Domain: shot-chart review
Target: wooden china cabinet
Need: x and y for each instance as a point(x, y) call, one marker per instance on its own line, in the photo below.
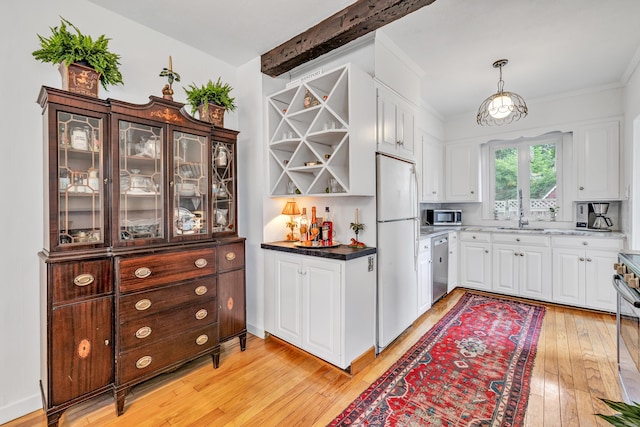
point(142, 268)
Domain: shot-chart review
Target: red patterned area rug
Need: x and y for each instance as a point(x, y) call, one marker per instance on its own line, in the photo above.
point(471, 369)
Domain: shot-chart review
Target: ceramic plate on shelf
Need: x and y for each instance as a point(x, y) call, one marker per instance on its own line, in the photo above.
point(302, 245)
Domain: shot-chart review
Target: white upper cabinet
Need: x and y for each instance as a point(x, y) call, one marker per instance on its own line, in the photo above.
point(320, 136)
point(598, 162)
point(396, 125)
point(462, 182)
point(432, 169)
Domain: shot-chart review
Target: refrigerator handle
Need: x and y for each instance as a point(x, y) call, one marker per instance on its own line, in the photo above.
point(416, 240)
point(416, 224)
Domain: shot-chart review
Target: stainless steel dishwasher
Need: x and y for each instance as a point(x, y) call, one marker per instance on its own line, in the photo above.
point(440, 264)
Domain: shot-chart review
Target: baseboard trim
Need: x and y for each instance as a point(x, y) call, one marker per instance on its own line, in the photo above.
point(20, 408)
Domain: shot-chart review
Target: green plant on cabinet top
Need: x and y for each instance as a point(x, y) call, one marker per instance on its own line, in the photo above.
point(67, 47)
point(216, 93)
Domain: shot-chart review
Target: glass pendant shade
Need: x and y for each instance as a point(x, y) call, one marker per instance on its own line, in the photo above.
point(501, 107)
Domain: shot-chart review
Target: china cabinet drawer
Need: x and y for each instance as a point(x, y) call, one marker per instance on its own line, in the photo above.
point(80, 279)
point(231, 256)
point(149, 329)
point(146, 360)
point(154, 301)
point(143, 272)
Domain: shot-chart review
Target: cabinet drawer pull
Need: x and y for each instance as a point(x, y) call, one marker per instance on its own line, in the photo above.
point(143, 362)
point(143, 332)
point(143, 304)
point(83, 279)
point(142, 272)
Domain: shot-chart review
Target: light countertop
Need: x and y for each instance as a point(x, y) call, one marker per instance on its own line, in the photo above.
point(434, 231)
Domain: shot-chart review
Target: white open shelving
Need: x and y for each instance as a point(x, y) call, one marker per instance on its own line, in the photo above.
point(328, 138)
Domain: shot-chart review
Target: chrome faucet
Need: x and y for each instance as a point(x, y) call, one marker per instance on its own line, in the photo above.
point(522, 221)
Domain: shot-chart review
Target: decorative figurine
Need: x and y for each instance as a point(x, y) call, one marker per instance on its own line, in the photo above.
point(167, 90)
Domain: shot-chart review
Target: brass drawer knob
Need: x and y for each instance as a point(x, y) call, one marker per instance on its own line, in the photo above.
point(143, 304)
point(143, 332)
point(83, 279)
point(143, 362)
point(143, 272)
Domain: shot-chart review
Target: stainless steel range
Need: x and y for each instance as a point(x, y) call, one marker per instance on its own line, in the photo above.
point(628, 323)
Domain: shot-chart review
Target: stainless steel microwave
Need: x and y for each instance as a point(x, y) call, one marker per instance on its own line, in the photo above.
point(442, 217)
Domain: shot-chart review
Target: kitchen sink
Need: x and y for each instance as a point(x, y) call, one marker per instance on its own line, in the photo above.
point(521, 229)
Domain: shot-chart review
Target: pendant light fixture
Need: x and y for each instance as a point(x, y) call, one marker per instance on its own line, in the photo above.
point(501, 107)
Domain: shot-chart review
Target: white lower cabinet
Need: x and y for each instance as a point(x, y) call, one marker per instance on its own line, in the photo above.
point(323, 306)
point(475, 260)
point(522, 265)
point(582, 271)
point(425, 278)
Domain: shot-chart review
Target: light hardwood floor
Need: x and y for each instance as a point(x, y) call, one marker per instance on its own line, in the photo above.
point(272, 384)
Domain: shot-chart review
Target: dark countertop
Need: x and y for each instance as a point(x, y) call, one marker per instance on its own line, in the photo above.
point(342, 252)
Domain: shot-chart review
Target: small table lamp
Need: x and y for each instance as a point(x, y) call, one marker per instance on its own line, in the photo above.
point(291, 209)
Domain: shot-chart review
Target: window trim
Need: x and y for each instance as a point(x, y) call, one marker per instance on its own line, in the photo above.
point(561, 139)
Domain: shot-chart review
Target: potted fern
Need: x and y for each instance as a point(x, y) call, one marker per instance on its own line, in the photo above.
point(211, 100)
point(628, 414)
point(79, 56)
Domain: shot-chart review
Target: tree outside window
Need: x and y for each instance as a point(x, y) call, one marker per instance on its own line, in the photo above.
point(529, 165)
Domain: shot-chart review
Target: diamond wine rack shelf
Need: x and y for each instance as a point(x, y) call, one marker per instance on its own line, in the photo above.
point(318, 135)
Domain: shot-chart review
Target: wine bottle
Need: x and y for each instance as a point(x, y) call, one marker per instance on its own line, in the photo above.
point(315, 227)
point(327, 228)
point(304, 226)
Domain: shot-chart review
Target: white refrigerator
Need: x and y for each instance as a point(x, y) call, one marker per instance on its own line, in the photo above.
point(397, 247)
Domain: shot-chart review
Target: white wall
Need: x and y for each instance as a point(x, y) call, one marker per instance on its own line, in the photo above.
point(144, 53)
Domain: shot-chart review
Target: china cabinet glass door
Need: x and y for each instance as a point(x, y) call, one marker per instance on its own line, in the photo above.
point(80, 174)
point(190, 185)
point(224, 188)
point(141, 194)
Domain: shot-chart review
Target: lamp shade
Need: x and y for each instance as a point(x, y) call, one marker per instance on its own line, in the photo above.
point(291, 208)
point(501, 107)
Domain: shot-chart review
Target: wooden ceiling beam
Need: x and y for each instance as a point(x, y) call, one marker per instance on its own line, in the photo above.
point(350, 23)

◇ ◇ ◇ ◇ ◇

What you should do: Rescale the listing from its start through the line containing "point(432, 169)", repeating every line (requests included) and multiplying each point coordinate in the answers by 2.35, rounded to whole numbers with halves rounded up. Leave the pictures out of your answer.

Reply to the task:
Domain: shot-chart review
Target: wooden china cabinet
Need: x and y for each instance as a point(x, y) call, one marker per instance on its own line, in the photo below.
point(334, 630)
Domain: shot-chart review
Target: red patterned area rug
Need: x and y for each instance as a point(x, y) call, one marker per instance on its own line, in the photo above.
point(1107, 867)
Domain: shot-chart review
Target: ceramic plate on shelf
Need: x and y for each instance as a point(x, y) call, one marker per instance on its own line, in the photo above.
point(710, 576)
Domain: shot-chart review
Target: white upper cabinet
Need: x and y for each instance as a point(x, y) call, one marker per instance on its own line, in the photo above.
point(752, 320)
point(1405, 381)
point(931, 294)
point(1086, 428)
point(1015, 397)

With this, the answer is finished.